++++ PROVIDED ENTRIES

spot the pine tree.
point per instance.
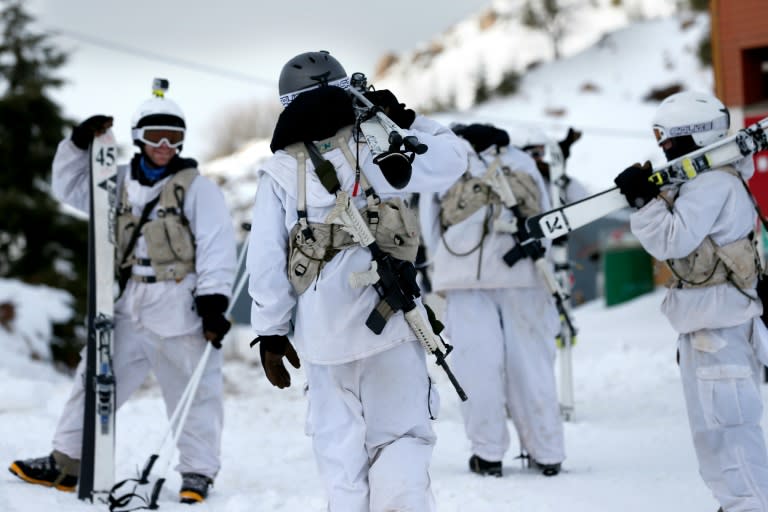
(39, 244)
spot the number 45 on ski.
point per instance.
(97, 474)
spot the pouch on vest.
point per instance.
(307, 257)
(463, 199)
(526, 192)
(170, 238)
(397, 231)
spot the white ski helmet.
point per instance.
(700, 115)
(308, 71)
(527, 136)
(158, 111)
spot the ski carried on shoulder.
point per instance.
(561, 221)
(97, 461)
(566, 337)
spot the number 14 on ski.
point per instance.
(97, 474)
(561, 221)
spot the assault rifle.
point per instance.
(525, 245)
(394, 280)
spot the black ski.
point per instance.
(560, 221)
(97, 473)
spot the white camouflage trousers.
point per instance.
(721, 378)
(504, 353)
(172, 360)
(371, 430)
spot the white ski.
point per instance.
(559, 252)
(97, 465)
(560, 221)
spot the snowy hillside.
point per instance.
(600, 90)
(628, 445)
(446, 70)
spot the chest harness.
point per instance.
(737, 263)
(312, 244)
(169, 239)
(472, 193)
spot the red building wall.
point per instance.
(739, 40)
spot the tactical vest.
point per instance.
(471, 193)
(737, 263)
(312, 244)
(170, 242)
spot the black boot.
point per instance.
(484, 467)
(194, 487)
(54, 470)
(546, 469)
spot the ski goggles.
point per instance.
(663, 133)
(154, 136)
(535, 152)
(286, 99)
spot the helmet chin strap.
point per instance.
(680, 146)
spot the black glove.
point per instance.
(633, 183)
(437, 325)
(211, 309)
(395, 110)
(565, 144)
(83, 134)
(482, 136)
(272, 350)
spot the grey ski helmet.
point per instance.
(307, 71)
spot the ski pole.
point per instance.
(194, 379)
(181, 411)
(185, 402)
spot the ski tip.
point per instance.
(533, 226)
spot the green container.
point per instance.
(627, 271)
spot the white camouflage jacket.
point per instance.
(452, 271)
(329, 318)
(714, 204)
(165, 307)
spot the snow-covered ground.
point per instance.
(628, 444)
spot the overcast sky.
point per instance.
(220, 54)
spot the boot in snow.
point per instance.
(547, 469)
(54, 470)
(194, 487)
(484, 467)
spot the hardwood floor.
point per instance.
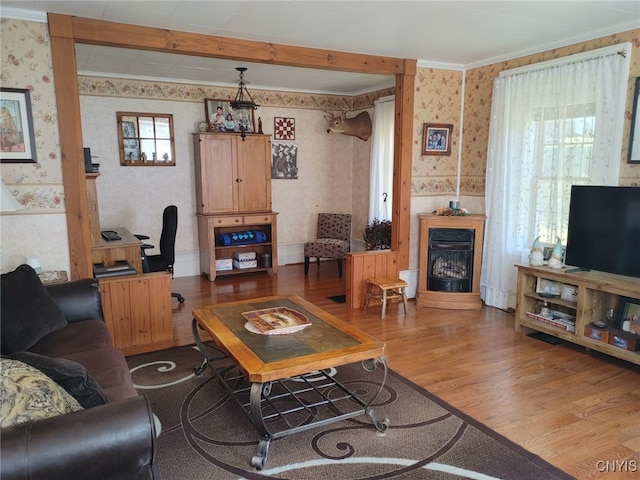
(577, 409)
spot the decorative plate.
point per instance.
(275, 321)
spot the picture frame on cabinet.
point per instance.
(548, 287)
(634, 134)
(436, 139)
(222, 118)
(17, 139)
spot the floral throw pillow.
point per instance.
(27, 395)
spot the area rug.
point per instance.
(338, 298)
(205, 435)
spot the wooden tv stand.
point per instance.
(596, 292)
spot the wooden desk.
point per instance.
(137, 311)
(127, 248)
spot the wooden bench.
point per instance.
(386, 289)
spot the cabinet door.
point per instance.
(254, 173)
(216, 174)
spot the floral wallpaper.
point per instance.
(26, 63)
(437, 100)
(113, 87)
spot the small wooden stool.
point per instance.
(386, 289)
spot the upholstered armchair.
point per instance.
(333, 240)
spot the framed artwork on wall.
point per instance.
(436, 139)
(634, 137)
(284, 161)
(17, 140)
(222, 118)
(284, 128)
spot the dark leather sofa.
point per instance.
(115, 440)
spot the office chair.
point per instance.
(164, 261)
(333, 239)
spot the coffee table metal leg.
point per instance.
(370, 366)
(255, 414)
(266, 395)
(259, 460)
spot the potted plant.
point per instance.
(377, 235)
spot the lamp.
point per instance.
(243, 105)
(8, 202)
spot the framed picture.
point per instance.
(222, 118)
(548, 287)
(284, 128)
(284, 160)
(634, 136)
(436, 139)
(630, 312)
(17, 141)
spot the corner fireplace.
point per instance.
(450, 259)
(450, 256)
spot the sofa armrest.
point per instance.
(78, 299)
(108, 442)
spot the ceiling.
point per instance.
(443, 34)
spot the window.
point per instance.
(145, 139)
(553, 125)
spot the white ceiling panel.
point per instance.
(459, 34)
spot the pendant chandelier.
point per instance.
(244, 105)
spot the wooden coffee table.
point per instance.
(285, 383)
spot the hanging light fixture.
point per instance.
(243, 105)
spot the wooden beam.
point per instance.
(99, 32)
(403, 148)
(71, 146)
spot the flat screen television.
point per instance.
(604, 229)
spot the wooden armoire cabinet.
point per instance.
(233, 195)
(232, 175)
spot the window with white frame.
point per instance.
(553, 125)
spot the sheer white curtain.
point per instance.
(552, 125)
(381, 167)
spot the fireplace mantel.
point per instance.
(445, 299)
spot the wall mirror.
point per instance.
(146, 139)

++++++++
++++ PROVIDED ENTRIES

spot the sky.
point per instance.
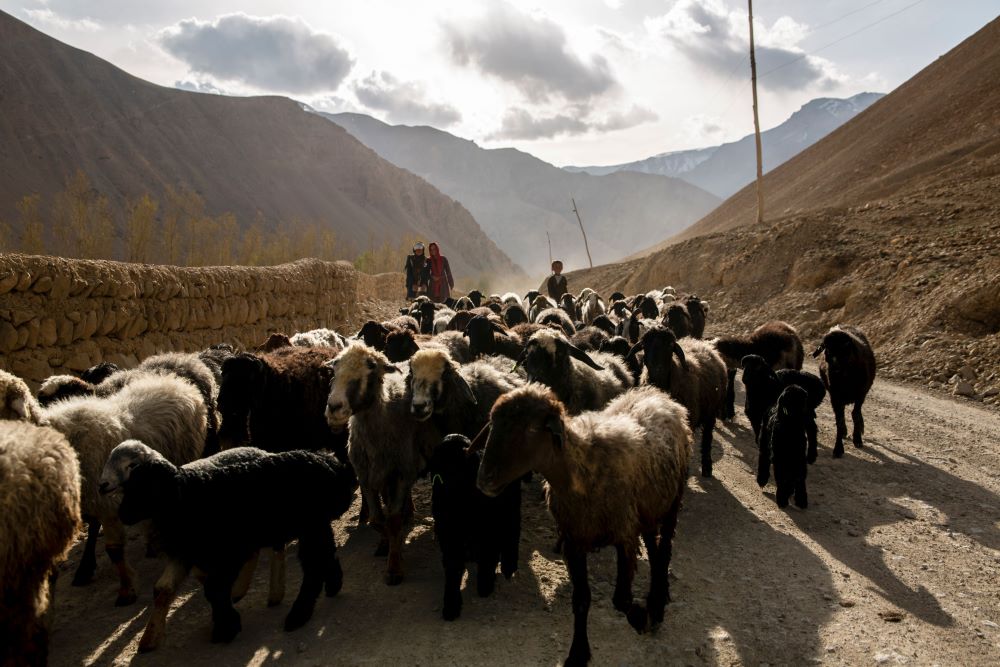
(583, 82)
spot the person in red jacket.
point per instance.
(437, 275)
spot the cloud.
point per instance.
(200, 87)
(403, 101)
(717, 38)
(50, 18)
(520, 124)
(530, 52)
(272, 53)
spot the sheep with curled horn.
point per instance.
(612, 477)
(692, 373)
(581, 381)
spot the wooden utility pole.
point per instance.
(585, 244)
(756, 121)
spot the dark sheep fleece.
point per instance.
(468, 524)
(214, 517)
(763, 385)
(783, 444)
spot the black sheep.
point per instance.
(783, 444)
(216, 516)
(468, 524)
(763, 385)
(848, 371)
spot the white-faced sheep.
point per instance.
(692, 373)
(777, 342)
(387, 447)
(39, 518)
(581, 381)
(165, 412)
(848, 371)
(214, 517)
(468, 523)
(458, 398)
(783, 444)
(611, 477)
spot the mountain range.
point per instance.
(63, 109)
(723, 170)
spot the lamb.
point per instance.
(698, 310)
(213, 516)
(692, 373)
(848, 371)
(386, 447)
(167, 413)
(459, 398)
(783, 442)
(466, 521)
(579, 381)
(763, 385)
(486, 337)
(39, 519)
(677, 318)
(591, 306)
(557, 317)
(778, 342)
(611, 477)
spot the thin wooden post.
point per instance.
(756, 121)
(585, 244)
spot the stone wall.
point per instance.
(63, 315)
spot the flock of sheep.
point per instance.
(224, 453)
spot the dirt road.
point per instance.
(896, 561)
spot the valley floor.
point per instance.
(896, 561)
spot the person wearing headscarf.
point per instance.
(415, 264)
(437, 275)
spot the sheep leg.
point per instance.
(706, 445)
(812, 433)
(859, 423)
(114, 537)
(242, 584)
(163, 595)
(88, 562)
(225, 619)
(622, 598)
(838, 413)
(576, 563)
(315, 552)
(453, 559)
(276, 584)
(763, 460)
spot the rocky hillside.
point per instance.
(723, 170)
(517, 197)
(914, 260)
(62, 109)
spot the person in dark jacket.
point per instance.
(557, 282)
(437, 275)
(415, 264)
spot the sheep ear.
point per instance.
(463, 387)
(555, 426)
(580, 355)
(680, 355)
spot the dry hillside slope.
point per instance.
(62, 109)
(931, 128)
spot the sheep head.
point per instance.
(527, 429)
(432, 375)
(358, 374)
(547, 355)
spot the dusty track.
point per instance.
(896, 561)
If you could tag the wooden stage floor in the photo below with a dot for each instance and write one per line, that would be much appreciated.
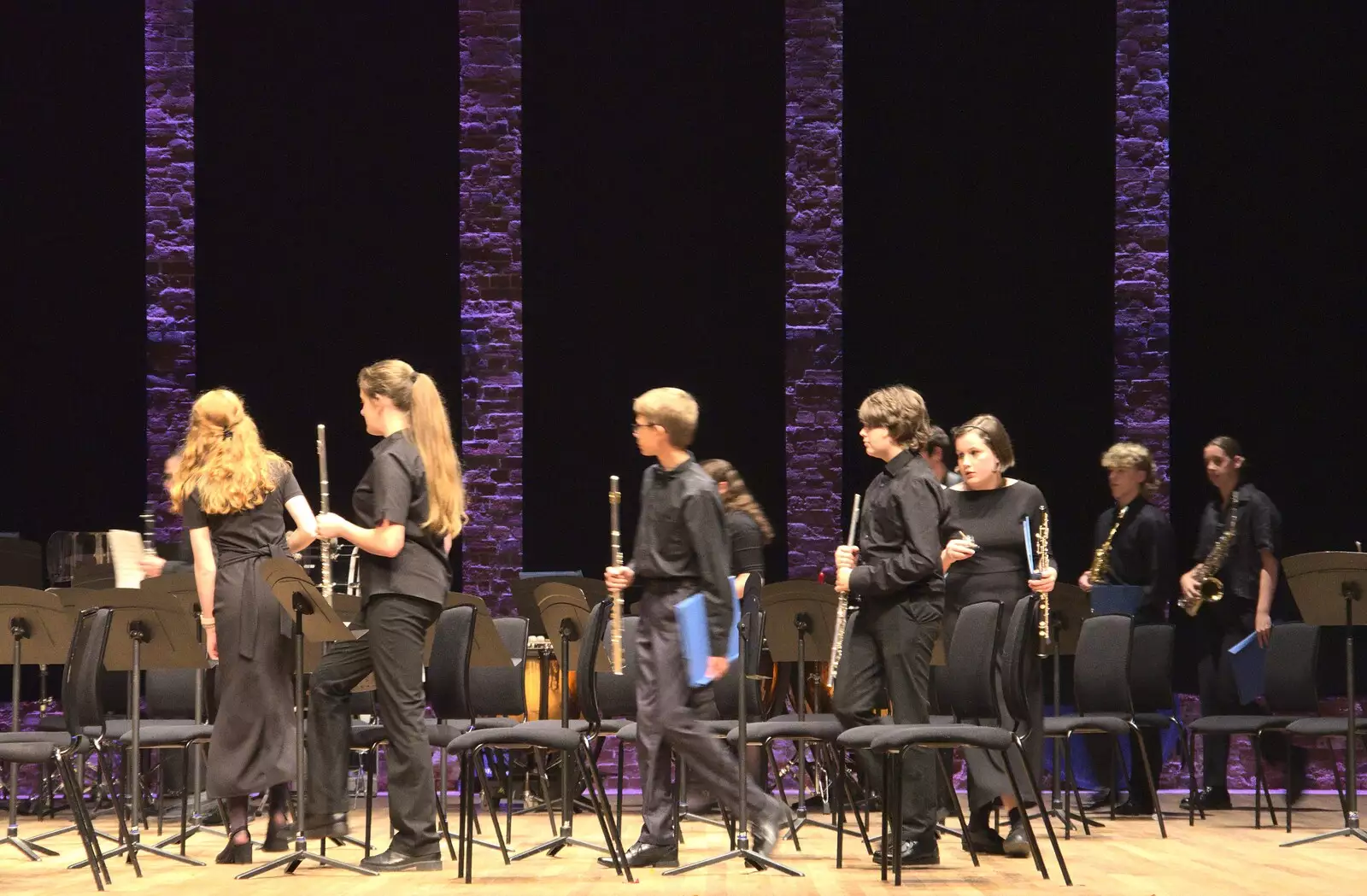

++++++++
++++ PROVIDED ENTRIES

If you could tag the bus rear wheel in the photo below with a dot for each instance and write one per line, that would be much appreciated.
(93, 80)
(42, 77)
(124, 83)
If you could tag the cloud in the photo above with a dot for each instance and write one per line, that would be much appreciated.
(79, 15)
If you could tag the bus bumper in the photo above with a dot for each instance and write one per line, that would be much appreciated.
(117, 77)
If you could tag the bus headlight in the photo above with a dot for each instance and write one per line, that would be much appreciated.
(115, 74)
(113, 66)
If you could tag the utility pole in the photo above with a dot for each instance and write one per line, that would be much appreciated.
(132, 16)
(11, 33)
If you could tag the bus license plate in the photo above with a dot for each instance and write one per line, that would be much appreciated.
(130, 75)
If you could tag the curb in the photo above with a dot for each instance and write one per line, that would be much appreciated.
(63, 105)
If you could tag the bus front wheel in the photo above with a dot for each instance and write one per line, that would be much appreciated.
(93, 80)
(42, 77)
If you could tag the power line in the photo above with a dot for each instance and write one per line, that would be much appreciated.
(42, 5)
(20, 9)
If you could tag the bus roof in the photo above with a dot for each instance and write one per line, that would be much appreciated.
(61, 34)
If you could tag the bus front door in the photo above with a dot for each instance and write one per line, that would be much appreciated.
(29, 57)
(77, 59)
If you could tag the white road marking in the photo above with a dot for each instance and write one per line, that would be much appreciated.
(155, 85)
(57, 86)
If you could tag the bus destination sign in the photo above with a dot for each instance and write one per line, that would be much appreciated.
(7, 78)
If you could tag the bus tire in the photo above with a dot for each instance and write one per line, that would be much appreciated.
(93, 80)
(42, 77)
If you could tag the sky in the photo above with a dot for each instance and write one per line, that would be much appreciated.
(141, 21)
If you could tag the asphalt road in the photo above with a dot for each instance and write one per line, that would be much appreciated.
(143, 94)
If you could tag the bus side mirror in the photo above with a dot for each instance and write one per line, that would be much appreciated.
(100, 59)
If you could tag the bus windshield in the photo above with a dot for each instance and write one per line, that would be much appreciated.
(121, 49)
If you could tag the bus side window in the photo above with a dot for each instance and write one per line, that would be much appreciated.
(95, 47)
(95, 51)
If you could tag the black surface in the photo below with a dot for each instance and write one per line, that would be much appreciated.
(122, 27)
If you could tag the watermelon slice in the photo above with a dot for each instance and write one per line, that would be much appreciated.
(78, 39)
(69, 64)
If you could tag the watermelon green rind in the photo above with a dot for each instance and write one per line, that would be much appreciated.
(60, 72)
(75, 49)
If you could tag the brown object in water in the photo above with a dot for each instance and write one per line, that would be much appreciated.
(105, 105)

++++++++

Work out the number of lines in the records that contain the string "sofa". Nothing but that number should be sent back.

▶ **SOLUTION TO THIS EXERCISE**: 2